In the records below, find the line containing "Phrase: black necktie", then extract that line and all subsequent lines exactly, leaving out everything else.
-- -- --
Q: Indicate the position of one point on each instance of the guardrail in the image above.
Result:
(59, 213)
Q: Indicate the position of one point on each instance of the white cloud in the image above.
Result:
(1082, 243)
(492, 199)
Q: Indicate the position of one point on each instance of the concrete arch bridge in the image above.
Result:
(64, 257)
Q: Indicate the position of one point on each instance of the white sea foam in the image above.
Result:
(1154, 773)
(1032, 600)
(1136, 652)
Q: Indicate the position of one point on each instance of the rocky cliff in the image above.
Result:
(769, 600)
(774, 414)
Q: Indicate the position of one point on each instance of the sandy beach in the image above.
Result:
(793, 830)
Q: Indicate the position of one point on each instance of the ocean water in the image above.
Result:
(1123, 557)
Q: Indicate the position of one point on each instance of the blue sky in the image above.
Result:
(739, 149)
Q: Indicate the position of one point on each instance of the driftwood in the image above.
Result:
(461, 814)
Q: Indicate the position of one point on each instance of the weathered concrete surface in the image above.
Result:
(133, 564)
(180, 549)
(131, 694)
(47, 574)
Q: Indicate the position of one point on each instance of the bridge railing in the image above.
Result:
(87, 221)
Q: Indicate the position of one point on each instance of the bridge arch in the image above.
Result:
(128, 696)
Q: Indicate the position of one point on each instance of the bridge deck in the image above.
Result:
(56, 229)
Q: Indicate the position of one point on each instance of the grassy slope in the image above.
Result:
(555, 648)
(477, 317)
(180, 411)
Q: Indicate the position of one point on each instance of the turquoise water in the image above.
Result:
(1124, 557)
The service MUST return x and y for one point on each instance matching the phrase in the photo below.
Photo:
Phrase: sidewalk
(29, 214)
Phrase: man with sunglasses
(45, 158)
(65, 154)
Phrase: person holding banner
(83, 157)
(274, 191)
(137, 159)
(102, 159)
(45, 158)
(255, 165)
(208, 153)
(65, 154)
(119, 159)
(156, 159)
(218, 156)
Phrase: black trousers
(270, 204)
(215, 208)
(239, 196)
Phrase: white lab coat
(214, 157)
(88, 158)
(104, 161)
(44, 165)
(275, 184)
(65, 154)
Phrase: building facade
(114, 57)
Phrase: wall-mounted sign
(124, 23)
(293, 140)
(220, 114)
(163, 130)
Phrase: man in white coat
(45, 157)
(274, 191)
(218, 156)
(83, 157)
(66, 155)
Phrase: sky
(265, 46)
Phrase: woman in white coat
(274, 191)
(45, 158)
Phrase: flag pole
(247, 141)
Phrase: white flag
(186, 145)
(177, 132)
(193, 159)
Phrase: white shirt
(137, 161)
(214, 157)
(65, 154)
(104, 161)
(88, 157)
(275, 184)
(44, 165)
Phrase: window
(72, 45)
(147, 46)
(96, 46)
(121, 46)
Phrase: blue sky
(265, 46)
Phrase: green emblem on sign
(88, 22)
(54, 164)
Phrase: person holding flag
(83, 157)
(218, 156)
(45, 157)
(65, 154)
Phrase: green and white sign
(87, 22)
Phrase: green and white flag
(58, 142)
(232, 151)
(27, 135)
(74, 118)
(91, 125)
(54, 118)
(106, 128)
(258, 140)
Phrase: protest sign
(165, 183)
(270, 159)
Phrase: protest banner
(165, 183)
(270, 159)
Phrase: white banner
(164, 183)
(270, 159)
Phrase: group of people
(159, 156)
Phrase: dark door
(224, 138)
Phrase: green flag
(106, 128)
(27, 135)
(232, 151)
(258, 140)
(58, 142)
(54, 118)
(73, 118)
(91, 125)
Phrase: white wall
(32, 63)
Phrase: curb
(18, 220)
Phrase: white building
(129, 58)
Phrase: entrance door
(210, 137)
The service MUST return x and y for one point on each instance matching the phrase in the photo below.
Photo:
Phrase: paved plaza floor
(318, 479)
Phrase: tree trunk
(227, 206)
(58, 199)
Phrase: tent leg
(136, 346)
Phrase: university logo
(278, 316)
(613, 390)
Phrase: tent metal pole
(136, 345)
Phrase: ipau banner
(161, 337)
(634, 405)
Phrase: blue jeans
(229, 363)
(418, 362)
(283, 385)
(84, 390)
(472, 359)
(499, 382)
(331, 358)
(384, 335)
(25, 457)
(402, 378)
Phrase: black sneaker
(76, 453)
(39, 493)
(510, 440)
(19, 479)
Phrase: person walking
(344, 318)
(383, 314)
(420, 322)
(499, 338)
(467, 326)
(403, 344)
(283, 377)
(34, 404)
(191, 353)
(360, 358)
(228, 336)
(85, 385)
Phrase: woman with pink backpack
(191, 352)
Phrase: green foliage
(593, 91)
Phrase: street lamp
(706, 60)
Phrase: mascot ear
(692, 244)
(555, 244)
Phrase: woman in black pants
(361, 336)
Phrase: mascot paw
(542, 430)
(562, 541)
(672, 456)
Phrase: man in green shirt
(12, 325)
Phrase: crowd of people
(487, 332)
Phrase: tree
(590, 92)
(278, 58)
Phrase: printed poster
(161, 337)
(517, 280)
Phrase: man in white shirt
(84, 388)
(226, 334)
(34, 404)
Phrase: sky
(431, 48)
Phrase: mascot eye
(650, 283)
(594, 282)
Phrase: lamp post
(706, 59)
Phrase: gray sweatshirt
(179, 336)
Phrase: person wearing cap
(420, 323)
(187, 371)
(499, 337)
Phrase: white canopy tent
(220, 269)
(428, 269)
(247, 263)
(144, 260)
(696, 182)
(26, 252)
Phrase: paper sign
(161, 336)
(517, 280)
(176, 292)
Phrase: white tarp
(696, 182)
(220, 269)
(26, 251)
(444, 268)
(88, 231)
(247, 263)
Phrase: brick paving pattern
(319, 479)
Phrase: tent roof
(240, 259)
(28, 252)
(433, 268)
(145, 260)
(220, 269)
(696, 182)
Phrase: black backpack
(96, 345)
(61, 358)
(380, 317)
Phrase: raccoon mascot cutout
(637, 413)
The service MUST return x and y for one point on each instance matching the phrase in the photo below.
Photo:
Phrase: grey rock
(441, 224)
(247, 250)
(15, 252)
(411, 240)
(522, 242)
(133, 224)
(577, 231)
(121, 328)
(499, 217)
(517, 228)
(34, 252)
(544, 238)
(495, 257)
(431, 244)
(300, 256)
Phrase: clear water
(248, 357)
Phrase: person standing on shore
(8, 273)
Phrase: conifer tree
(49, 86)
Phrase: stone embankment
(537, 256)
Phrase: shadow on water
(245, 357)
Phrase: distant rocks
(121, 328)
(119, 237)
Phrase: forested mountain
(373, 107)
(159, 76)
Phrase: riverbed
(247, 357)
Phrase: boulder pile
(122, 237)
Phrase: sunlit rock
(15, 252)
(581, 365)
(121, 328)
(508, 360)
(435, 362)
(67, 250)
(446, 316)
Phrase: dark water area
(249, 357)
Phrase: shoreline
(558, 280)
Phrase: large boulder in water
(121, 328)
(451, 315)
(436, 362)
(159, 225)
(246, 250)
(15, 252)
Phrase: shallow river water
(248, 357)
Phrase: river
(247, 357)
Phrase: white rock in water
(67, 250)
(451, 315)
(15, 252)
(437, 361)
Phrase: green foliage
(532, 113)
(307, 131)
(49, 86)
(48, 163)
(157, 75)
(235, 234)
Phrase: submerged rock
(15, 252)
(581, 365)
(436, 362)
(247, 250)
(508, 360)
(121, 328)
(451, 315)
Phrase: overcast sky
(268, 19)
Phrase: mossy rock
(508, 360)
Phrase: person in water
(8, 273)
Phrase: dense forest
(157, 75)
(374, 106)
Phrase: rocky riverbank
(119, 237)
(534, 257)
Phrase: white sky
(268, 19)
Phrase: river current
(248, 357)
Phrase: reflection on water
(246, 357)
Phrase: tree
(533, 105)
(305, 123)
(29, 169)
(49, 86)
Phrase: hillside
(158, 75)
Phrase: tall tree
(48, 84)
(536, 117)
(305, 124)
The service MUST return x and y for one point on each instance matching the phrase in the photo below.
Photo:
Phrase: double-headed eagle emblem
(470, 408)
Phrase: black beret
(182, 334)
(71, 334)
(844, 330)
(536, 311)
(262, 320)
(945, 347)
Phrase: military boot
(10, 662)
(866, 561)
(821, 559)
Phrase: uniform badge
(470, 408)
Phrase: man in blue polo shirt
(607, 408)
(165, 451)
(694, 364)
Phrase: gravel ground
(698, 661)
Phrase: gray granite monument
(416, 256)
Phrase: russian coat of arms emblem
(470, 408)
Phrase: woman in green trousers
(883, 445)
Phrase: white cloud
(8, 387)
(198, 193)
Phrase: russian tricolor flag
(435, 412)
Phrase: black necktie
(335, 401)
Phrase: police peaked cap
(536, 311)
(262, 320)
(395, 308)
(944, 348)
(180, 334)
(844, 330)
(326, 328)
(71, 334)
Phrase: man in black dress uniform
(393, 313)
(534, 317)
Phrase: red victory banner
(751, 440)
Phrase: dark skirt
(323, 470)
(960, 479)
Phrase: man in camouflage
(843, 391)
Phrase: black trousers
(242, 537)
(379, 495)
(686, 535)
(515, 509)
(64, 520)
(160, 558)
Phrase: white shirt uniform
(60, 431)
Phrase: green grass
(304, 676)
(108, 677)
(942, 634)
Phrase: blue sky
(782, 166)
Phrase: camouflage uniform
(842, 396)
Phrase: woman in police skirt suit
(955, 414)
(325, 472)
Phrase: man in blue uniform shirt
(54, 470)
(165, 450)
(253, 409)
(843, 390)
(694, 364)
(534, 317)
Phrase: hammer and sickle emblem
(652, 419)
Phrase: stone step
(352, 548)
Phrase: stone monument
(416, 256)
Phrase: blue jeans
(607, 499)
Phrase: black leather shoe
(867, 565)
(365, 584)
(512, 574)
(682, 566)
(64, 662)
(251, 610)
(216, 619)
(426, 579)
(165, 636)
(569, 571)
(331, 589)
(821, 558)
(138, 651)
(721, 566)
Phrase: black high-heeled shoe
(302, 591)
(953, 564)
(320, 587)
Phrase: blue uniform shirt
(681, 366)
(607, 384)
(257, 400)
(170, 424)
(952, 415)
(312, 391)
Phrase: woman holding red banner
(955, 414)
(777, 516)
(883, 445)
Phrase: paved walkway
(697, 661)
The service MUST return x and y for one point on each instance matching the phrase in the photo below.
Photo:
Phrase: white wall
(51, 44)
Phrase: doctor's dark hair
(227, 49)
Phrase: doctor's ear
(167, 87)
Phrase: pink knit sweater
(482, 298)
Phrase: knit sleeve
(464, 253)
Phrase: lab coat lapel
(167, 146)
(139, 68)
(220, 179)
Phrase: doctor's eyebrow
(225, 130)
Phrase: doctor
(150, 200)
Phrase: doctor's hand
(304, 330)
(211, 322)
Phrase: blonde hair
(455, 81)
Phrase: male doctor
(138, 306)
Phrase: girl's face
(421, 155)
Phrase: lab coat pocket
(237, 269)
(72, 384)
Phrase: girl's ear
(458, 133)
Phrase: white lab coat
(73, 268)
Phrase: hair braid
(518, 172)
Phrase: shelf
-- -- --
◆ FINISHED TASK
Phrase: black necktie
(335, 401)
Phrase: police peaked cap
(536, 311)
(262, 320)
(395, 308)
(944, 348)
(180, 334)
(844, 330)
(326, 328)
(71, 334)
Phrase: man in black dress uniform
(393, 313)
(534, 317)
Phrase: red victory banner
(751, 440)
Phrase: dark skirt
(323, 470)
(960, 479)
Phrase: man in camouflage
(843, 391)
Phrase: black trousers
(242, 537)
(379, 495)
(686, 535)
(515, 509)
(64, 520)
(160, 558)
Phrase: white shirt uniform
(60, 431)
Phrase: green grass
(304, 676)
(108, 677)
(942, 634)
Phrase: blue sky
(782, 166)
Phrase: camouflage uniform
(842, 396)
Phrase: woman in police skirt suit
(955, 414)
(325, 472)
Phrase: man in blue uniform shirt
(54, 470)
(165, 450)
(253, 409)
(843, 390)
(694, 364)
(534, 317)
Phrase: hammer and sickle emblem
(652, 419)
Phrase: stone step
(352, 548)
Phrase: stone monument
(416, 256)
Phrase: blue jeans
(607, 499)
Phrase: black leather shoe
(867, 565)
(365, 584)
(512, 574)
(682, 566)
(64, 662)
(251, 610)
(216, 619)
(426, 579)
(165, 636)
(569, 571)
(331, 589)
(821, 558)
(138, 651)
(721, 566)
Phrase: black high-heeled shoe
(302, 591)
(953, 564)
(320, 587)
Phrase: blue uniform shirt
(681, 366)
(607, 384)
(257, 400)
(170, 424)
(952, 415)
(312, 391)
Phrase: woman holding red banner
(955, 414)
(777, 516)
(883, 445)
Phrase: paved walkway
(697, 661)
The service MUST return x and y for one point on each instance matching the phrase in the photo below.
Photo:
Phrase: white wall
(51, 44)
Phrase: doctor's dark hair
(227, 49)
Phrase: doctor's ear
(167, 87)
Phrase: pink knit sweater
(482, 298)
Phrase: knit sleeve
(464, 253)
Phrase: lab coat lapel
(167, 146)
(139, 68)
(220, 179)
Phrase: doctor's eyebrow
(225, 130)
Phrase: doctor
(150, 200)
Phrase: doctor's hand
(304, 330)
(211, 322)
Phrase: blonde hair
(455, 81)
Phrase: male doctor
(138, 306)
Phrase: girl's face
(421, 155)
Phrase: lab coat pocket
(237, 269)
(72, 384)
Phrase: girl's ear
(458, 133)
Phrase: white lab coat
(73, 268)
Phrase: hair braid
(518, 172)
Phrase: shelf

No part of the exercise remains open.